>> START Extracted text

A massive accumulation of Facebook user data has been exposed on Amazon servers, further cementing reports the social media giant is struggling to protect data.

Researchers from UpGuard have discovered two third-party Facebook app developers had stored hundreds of millions of Facebook records on publicly accessible Amazon servers.

Mexico-based media company Cultura Colectiva stored 146 gigabytes of user data for more than 540 million records including comments, likes, reactions, account names, FB IDs and more.

Anyone who discovered the records could easily access and download the data.

The second data backup was discovered for now-defunct “At The Pool” app which stored user IDs, friend lists, likes, photos, events, check-ins, passwords and more for 22,000 accounts on an Amazon S3 bucket.

At the Pool exposed data (redacted). Source: UpGuard

UpGuard was unable to determine how long the At The Pool data was accessible, as the information was pulled down during its investigation.

The security researchers first contacted Cultura Colectiva regarding the data exposure on January 10, 2019, and followed up with a second email on January 14 2019.

According to their report, they received no response.

UpGuard state they contacted Amazon Web Services regarding the At The Pool cloud storage on January 28, receiving a response on February 1 that the bucket’s owner had been notified.

>> END Extracted text

**Your task:**
Continue the article on Facebook user data exposed on Amazon servers, starting right after its final sentence.

>> START Supplied entries

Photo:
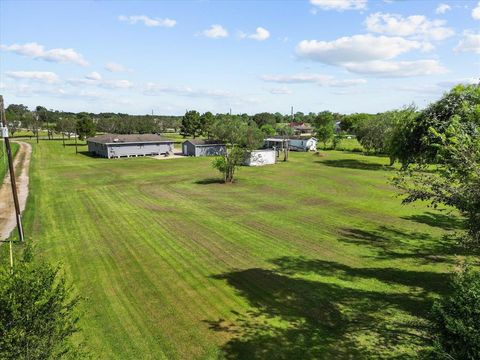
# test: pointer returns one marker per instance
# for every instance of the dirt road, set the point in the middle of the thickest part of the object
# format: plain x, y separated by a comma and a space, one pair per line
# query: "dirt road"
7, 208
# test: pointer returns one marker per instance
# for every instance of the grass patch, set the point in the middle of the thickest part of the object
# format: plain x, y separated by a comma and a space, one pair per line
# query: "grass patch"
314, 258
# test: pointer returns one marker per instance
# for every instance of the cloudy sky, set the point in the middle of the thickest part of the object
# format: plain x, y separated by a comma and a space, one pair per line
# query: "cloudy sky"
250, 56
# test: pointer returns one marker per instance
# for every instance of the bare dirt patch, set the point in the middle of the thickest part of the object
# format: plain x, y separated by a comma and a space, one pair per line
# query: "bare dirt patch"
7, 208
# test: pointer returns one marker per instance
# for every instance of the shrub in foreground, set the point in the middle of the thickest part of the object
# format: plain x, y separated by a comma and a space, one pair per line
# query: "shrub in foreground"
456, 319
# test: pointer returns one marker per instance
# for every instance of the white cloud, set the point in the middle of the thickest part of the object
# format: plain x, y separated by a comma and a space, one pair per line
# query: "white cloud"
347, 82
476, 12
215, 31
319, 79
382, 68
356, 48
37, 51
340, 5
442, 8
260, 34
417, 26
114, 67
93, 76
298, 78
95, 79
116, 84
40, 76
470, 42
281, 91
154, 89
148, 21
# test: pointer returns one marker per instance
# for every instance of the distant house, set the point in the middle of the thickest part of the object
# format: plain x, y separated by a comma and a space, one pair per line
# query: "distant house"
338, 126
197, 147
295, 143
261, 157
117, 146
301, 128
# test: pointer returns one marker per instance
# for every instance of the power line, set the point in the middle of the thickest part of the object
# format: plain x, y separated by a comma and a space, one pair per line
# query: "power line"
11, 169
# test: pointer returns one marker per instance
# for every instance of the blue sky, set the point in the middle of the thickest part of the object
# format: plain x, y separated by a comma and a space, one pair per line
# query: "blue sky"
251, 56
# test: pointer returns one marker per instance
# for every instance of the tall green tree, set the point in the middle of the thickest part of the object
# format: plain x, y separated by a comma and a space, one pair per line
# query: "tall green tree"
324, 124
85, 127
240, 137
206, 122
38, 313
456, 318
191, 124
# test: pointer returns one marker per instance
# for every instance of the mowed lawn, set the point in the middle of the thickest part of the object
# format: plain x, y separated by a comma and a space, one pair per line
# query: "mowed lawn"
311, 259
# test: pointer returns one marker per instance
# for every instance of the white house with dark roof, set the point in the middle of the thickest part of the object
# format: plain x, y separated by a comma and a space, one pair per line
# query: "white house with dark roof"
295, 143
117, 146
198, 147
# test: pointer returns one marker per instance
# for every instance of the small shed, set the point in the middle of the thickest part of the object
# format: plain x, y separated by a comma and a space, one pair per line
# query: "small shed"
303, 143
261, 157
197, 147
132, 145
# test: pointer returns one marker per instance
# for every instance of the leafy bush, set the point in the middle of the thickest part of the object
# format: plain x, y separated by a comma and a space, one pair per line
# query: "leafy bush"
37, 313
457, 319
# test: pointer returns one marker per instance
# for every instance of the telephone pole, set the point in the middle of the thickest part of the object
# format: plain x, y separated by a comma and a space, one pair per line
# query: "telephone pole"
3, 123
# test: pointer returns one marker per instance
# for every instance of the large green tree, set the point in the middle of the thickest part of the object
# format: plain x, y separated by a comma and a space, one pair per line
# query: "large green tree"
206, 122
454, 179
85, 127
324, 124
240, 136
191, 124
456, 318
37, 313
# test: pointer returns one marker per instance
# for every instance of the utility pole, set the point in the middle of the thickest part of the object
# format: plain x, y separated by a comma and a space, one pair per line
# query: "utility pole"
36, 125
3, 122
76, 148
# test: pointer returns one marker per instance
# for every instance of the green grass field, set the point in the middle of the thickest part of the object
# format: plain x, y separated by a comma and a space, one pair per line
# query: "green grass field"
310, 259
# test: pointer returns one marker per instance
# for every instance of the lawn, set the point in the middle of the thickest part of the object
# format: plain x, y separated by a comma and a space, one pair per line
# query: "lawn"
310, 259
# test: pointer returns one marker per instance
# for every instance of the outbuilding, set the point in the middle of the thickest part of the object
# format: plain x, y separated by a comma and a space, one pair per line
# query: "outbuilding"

>> END Supplied entries

**Answer to the exercise:**
However, even with a follow-up email, the data was not secured until April 3 2019, after Facebook was contacted by Bloomberg.

The Facebook platform has a big appeal to app developers for the sheer amount of data generated by users.

The social media platform facilitated the collection of data and its transfer to third parties, who then became responsible for its security.

Cultura Colectiva used data on responses to posts to alter an algorithm to predict what future content would generate the most traffic.

It is true to say that this data would not exist without Facebook, but the social media giant no longer has that data under its control.

Once collated the data doesn’t just disappear — even if the app shuts down — and unless secured it leaves people’s sensitive data exposed.